*** Opening of Entries provided ***

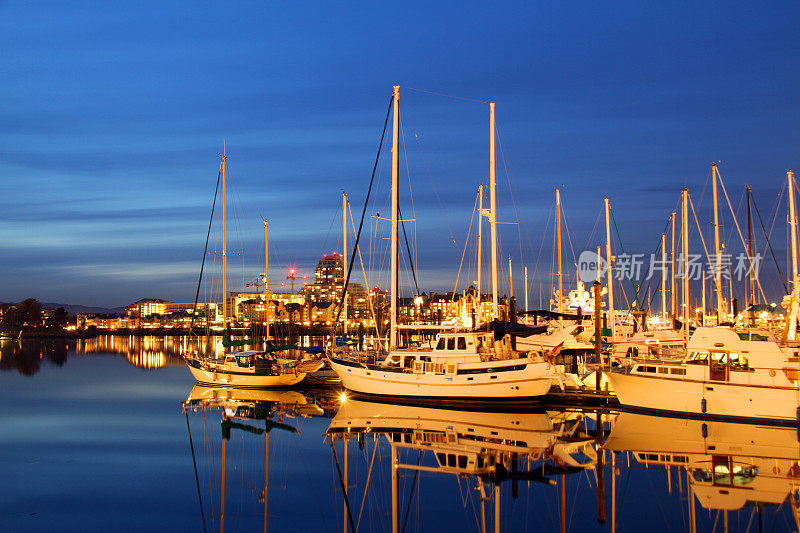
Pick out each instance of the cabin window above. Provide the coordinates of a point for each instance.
(750, 336)
(719, 366)
(738, 362)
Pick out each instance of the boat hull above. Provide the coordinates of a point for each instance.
(526, 380)
(707, 399)
(229, 379)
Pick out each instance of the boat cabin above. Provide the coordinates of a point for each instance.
(447, 348)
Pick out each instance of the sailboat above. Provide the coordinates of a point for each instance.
(251, 368)
(467, 365)
(742, 373)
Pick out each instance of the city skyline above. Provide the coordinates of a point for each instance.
(116, 115)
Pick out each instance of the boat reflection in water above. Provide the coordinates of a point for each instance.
(484, 448)
(250, 413)
(729, 466)
(149, 351)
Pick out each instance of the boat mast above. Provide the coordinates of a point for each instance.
(480, 245)
(685, 253)
(493, 208)
(672, 269)
(609, 273)
(344, 258)
(395, 165)
(721, 311)
(526, 288)
(750, 253)
(663, 278)
(791, 320)
(560, 274)
(510, 281)
(224, 246)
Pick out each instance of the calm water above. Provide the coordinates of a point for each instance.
(94, 437)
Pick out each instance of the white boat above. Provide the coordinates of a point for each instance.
(251, 369)
(730, 465)
(459, 365)
(727, 373)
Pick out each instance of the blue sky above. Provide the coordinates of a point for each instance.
(114, 114)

*** Close of Entries provided ***

» **Task requirements**:
Write out each entry word for word, images excluded.

» **Written response**:
Pick out each instance of the cabin window above. Provide the coordinates of a point for each instance.
(750, 336)
(719, 366)
(738, 362)
Pick out each instance of the boat hull above. Provide the coordinates of a point for each instance.
(526, 380)
(707, 399)
(229, 379)
Pick out each instance of the boat cabin above. Provide the coordinates of a point for each instance.
(447, 348)
Pick out each instance of the sailboat above. Provide the coordinates of a point for each instance.
(251, 368)
(467, 365)
(742, 373)
Pick out each instance of the city skyline above. Provide the coordinates of a point for each instance.
(116, 115)
Pick out each instance of the boat reflection in water above. Provide the coordinates of a point for each instance.
(484, 448)
(250, 413)
(729, 466)
(149, 351)
Pick out each instance of the boat mast above. Provide the coordinates of a point for each instance.
(480, 245)
(685, 253)
(493, 208)
(672, 269)
(609, 273)
(344, 258)
(395, 165)
(721, 311)
(526, 288)
(750, 253)
(663, 278)
(791, 320)
(560, 274)
(510, 281)
(224, 246)
Pick out each instance of the calm water above. Provide the coordinates of a point for each instance.
(94, 437)
Pick out each instance of the white boat above. Provide the coordinates of a point for each instance.
(251, 369)
(730, 465)
(459, 365)
(727, 373)
Pick out each instance of the blue sky above. Provide the coordinates of a point for each instance.
(114, 114)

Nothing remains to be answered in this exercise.